[Short problem]: Copy out the whole listing exactly as written, leaving the pictures behind.

(Excerpt from a dataset)
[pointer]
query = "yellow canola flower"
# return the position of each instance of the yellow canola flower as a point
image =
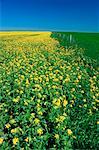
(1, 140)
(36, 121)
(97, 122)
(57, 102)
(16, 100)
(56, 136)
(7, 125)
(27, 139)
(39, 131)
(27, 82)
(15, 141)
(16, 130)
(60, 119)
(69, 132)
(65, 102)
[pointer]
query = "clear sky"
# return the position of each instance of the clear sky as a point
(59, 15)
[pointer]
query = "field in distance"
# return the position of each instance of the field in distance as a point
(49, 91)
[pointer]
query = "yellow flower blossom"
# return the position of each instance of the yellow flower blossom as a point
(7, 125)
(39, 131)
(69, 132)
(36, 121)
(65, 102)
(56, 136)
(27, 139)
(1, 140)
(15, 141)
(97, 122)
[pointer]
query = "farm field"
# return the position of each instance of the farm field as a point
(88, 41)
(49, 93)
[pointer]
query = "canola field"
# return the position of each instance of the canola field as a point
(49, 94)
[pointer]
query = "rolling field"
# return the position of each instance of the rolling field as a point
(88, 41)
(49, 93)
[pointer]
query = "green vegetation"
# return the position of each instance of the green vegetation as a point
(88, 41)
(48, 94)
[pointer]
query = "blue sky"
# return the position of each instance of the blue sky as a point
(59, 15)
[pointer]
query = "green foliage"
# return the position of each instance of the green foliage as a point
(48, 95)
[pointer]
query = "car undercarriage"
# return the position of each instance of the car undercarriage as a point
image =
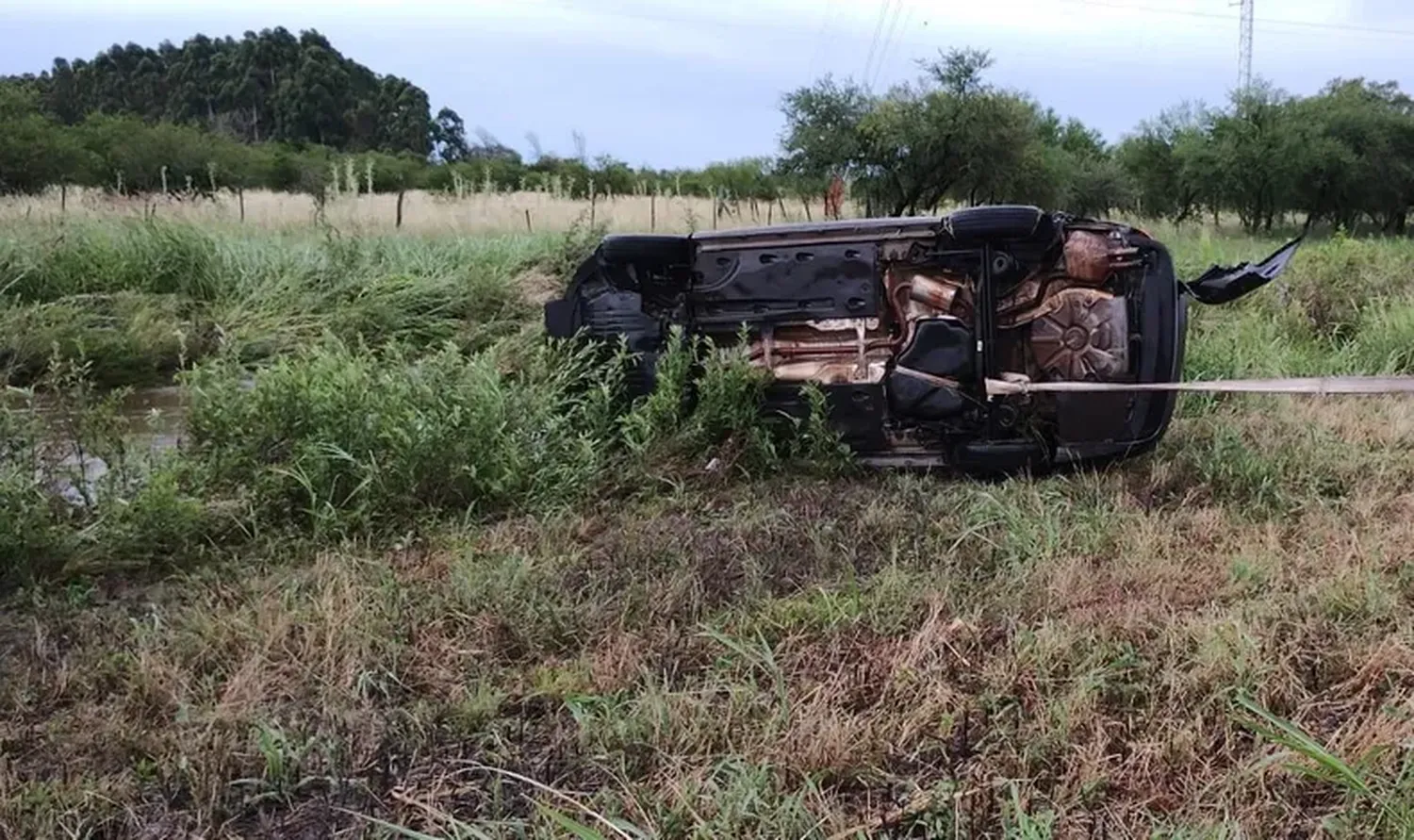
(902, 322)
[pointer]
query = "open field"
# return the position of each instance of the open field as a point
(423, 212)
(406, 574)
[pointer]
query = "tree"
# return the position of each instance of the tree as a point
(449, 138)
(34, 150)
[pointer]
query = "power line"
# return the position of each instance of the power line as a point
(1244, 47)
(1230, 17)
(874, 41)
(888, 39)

[Solution]:
[pointer]
query = "yellow canola flower"
# return the position of each instance of the yellow canola flower as a point
image =
(1, 140)
(36, 121)
(97, 122)
(57, 102)
(16, 100)
(56, 136)
(7, 125)
(27, 139)
(39, 131)
(27, 82)
(15, 141)
(16, 130)
(60, 119)
(69, 132)
(65, 102)
[pointer]
query = "clear sky"
# return the position of each instance of the clear sky as a point
(59, 15)
[pointer]
query = "field in distance"
# return the position of each instance of the field in distance as a point
(49, 91)
[pointer]
query = "yellow flower blossom"
# return the position of each instance of the yellow flower blossom as a point
(7, 125)
(39, 131)
(69, 132)
(36, 121)
(65, 102)
(56, 136)
(27, 139)
(1, 140)
(15, 141)
(97, 122)
[pointer]
query = "farm field"
# return the position of each instance of the farm field as a point
(88, 41)
(49, 93)
[pointer]
query = "canola field"
# return the position of each instance of the canola field as a point
(49, 94)
[pointer]
query = "rolling field"
# return the position of each instance of the rolling field as a point
(88, 41)
(49, 93)
[pointer]
query = "green vegetation"
# return the position of each instance of the green vegetation as a point
(88, 41)
(48, 94)
[pointer]
query = "blue sky"
# return the position of each instance of the blue sky as a point
(59, 15)
[pointer]
query = "green foliage"
# return the position of each instance of the green foliage as a point
(48, 95)
[pointer]
query = "car undercarriage"
# return the position of each instance of the car undercarriage as a point
image =
(902, 322)
[pointer]
query = "open field"
# return the position of each instance of the open field as a point
(423, 212)
(406, 574)
[pointer]
query = "tree"
# return the position of each instance of the tree as a point
(449, 138)
(34, 150)
[pointer]
query = "power line"
# return the position of each instance of the power line as a point
(1244, 47)
(1230, 17)
(874, 41)
(888, 39)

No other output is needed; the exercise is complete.